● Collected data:
------------

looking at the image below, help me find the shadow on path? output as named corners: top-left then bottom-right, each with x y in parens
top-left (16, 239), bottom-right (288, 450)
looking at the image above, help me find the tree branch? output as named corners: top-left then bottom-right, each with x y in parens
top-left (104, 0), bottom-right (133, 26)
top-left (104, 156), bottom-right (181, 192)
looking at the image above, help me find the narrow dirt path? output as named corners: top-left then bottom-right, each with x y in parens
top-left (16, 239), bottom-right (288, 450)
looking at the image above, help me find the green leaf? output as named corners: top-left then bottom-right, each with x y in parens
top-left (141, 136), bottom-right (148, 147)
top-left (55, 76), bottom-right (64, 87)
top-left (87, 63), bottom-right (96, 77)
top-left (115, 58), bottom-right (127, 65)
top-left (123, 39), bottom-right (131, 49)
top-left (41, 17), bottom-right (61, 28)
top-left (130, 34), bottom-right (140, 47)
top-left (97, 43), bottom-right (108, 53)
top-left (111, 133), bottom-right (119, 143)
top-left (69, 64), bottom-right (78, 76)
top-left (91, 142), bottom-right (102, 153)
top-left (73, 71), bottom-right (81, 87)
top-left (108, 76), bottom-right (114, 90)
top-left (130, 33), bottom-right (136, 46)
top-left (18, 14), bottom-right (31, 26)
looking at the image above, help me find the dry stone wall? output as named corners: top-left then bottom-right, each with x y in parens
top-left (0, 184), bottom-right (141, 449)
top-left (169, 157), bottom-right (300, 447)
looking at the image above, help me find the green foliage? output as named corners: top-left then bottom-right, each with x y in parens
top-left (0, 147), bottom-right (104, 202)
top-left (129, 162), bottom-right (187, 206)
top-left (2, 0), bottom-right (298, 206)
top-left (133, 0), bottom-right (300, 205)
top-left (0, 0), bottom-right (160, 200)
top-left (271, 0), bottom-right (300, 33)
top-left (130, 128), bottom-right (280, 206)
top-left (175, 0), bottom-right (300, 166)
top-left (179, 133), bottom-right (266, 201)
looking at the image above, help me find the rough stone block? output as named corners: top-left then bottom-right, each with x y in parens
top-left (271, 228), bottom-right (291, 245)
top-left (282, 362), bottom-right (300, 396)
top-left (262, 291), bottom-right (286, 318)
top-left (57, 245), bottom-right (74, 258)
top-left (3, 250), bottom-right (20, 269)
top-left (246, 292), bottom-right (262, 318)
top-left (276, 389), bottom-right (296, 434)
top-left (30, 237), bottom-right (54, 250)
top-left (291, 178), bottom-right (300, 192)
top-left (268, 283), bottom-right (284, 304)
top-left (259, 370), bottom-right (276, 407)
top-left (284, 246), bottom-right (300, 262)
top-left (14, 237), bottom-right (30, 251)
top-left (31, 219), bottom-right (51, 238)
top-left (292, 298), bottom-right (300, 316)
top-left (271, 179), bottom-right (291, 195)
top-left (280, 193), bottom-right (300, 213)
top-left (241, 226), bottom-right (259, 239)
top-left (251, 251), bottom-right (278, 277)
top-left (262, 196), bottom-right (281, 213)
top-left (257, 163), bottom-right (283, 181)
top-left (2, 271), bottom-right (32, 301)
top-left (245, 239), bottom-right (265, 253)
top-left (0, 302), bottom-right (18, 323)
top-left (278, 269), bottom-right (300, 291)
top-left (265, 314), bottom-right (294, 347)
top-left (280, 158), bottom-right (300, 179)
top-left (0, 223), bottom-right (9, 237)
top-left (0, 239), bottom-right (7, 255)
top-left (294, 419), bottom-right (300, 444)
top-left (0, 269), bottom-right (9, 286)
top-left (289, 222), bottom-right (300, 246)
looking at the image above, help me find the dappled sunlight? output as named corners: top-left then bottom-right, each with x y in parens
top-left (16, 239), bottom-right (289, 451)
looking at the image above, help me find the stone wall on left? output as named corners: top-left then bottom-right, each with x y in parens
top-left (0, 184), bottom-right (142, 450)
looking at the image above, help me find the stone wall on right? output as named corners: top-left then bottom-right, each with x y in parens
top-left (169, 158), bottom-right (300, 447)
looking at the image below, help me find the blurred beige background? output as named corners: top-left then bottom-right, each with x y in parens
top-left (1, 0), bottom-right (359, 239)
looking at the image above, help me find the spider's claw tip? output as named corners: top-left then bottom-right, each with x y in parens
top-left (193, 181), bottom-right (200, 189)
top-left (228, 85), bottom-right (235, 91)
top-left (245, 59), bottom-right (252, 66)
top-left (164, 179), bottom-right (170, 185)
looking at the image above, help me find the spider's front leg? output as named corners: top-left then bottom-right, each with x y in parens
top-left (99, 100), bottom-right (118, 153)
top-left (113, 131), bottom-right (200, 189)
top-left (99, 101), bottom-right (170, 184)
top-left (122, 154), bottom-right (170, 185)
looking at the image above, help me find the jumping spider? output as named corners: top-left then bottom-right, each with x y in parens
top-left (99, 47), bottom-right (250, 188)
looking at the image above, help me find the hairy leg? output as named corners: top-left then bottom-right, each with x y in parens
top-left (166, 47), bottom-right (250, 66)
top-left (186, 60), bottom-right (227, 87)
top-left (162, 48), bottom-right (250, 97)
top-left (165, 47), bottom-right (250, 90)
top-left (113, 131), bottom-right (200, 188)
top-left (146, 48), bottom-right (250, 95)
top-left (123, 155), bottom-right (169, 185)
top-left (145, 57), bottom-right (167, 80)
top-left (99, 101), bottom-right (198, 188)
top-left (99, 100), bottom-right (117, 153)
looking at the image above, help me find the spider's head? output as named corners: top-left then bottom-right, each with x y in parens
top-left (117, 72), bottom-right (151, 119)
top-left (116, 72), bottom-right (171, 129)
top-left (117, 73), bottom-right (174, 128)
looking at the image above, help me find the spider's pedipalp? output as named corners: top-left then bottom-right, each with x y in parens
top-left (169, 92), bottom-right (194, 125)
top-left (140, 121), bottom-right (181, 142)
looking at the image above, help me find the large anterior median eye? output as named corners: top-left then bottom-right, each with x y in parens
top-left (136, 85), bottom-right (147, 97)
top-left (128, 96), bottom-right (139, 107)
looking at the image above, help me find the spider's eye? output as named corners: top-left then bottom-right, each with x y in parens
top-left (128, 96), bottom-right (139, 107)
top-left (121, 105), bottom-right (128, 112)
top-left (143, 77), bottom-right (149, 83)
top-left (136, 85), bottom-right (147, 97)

------------

● Exercise goal: Repeat the data verbatim.

● Completed exercise:
looking at the image below, help me find the shadow on path? output as named corners: top-left then bottom-right, each with x y in parens
top-left (16, 239), bottom-right (288, 450)
looking at the image above, help me find the tree branch? output as named corners: top-left then bottom-right, each with x y in parens
top-left (104, 0), bottom-right (133, 26)
top-left (104, 156), bottom-right (181, 192)
looking at the image above, help me find the narrow dirt path? output as named corners: top-left then bottom-right, each with x y in parens
top-left (16, 239), bottom-right (288, 450)
looking at the image above, help me find the green leaf? output as named corners: top-left then bottom-right, each with x y in parens
top-left (141, 136), bottom-right (148, 147)
top-left (55, 76), bottom-right (64, 87)
top-left (87, 63), bottom-right (96, 77)
top-left (115, 58), bottom-right (127, 65)
top-left (123, 39), bottom-right (131, 49)
top-left (41, 17), bottom-right (61, 28)
top-left (130, 34), bottom-right (140, 47)
top-left (97, 43), bottom-right (108, 53)
top-left (111, 133), bottom-right (119, 143)
top-left (69, 64), bottom-right (78, 76)
top-left (91, 142), bottom-right (102, 153)
top-left (73, 71), bottom-right (81, 87)
top-left (108, 76), bottom-right (114, 90)
top-left (130, 33), bottom-right (136, 46)
top-left (18, 14), bottom-right (31, 26)
looking at the image above, help me find the dry stone wall? output as named corners: top-left then bottom-right, each with x y in parens
top-left (0, 184), bottom-right (141, 449)
top-left (169, 157), bottom-right (300, 447)
looking at the image above, help me find the green foliage? output as named corners: top-left then bottom-right, each with x y in parens
top-left (0, 147), bottom-right (104, 202)
top-left (129, 162), bottom-right (187, 206)
top-left (2, 0), bottom-right (298, 206)
top-left (133, 0), bottom-right (300, 205)
top-left (0, 0), bottom-right (160, 200)
top-left (271, 0), bottom-right (300, 33)
top-left (130, 128), bottom-right (280, 206)
top-left (175, 0), bottom-right (300, 166)
top-left (179, 133), bottom-right (266, 201)
looking at the image above, help me find the rough stone block? output as named corners: top-left then bottom-right, each with x y in parens
top-left (271, 228), bottom-right (291, 245)
top-left (282, 362), bottom-right (300, 396)
top-left (262, 291), bottom-right (286, 318)
top-left (57, 245), bottom-right (74, 258)
top-left (3, 250), bottom-right (20, 269)
top-left (246, 292), bottom-right (262, 318)
top-left (276, 389), bottom-right (296, 434)
top-left (30, 237), bottom-right (54, 250)
top-left (291, 178), bottom-right (300, 192)
top-left (268, 283), bottom-right (284, 304)
top-left (259, 370), bottom-right (276, 407)
top-left (284, 246), bottom-right (300, 262)
top-left (14, 237), bottom-right (30, 251)
top-left (31, 219), bottom-right (51, 238)
top-left (292, 298), bottom-right (300, 316)
top-left (271, 179), bottom-right (291, 195)
top-left (280, 193), bottom-right (300, 213)
top-left (241, 226), bottom-right (259, 239)
top-left (251, 251), bottom-right (278, 277)
top-left (262, 196), bottom-right (281, 213)
top-left (257, 163), bottom-right (283, 181)
top-left (2, 271), bottom-right (32, 301)
top-left (245, 239), bottom-right (265, 253)
top-left (0, 302), bottom-right (18, 323)
top-left (278, 269), bottom-right (300, 291)
top-left (265, 314), bottom-right (294, 347)
top-left (280, 158), bottom-right (300, 179)
top-left (0, 223), bottom-right (9, 237)
top-left (0, 239), bottom-right (7, 255)
top-left (294, 419), bottom-right (300, 444)
top-left (0, 269), bottom-right (9, 286)
top-left (289, 222), bottom-right (300, 246)
looking at the image above, help me find the dappled sunlight? output as named corners: top-left then bottom-right, each with x y in parens
top-left (16, 239), bottom-right (289, 451)
looking at the image above, help me find the stone wall on left? output as named corners: top-left then bottom-right, each with x y in parens
top-left (0, 184), bottom-right (142, 450)
looking at the image above, help me find the stone wall on right? output as named corners: top-left then bottom-right, each with x y in parens
top-left (169, 158), bottom-right (300, 447)
looking at the image below, help me find the blurred beige background? output as named corners: top-left then bottom-right, each with x y in parens
top-left (1, 0), bottom-right (359, 239)
looking at the image above, help me find the spider's claw tip? output as named corners: top-left then bottom-right, each with x y in parens
top-left (193, 181), bottom-right (200, 189)
top-left (228, 85), bottom-right (235, 91)
top-left (245, 59), bottom-right (252, 66)
top-left (164, 179), bottom-right (170, 185)
looking at the image above, help me find the spider's front leg? output as named corners: top-left then bottom-right, each with x y in parens
top-left (99, 100), bottom-right (118, 153)
top-left (113, 131), bottom-right (200, 189)
top-left (99, 101), bottom-right (170, 184)
top-left (122, 154), bottom-right (170, 185)
looking at the image above, help me find the jumping spider? output as named corners: top-left then bottom-right, each with x y in parens
top-left (99, 47), bottom-right (250, 188)
looking at the image above, help me find the hairy leg? output as named corners: top-left then bottom-right, each with x y in parens
top-left (166, 47), bottom-right (250, 66)
top-left (186, 60), bottom-right (227, 87)
top-left (162, 48), bottom-right (250, 97)
top-left (165, 47), bottom-right (250, 90)
top-left (113, 131), bottom-right (200, 188)
top-left (146, 48), bottom-right (250, 95)
top-left (123, 155), bottom-right (169, 185)
top-left (145, 57), bottom-right (167, 80)
top-left (99, 101), bottom-right (198, 188)
top-left (99, 100), bottom-right (117, 153)
looking at the image above, help me find the spider's head? output as named corners: top-left then bottom-right, each with x y in parens
top-left (117, 72), bottom-right (151, 119)
top-left (116, 72), bottom-right (171, 129)
top-left (117, 73), bottom-right (174, 128)
looking at the image above, help me find the spider's pedipalp? output as named corners: top-left then bottom-right, each with x y in parens
top-left (169, 92), bottom-right (194, 125)
top-left (140, 121), bottom-right (181, 142)
looking at the image above, help me find the large anterior median eye? output as named corners: top-left then bottom-right, each with x y in parens
top-left (136, 85), bottom-right (147, 97)
top-left (128, 96), bottom-right (139, 107)
looking at the image above, help me find the spider's eye? output as named corners: top-left then bottom-right, each with x y in parens
top-left (128, 96), bottom-right (139, 107)
top-left (121, 105), bottom-right (128, 112)
top-left (143, 77), bottom-right (149, 83)
top-left (136, 85), bottom-right (147, 97)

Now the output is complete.